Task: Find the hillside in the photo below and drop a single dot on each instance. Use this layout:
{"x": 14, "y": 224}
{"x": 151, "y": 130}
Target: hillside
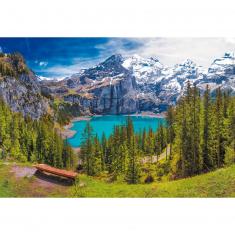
{"x": 220, "y": 183}
{"x": 19, "y": 87}
{"x": 121, "y": 85}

◆ 記述課題 ◆
上記のエントリをすべて、各行を1つの文字列とするJSON配列に書き換えてください。空行と画像は含めないでください。

◆ 本課題の解答 ◆
[
  "Task: Find the hillside in the photo below and drop a single dot on each instance. Use this layout:",
  "{\"x\": 14, \"y\": 224}",
  "{\"x\": 151, \"y\": 130}",
  "Target: hillside",
  "{\"x\": 220, \"y\": 183}",
  "{\"x\": 19, \"y\": 87}",
  "{\"x\": 121, \"y\": 85}"
]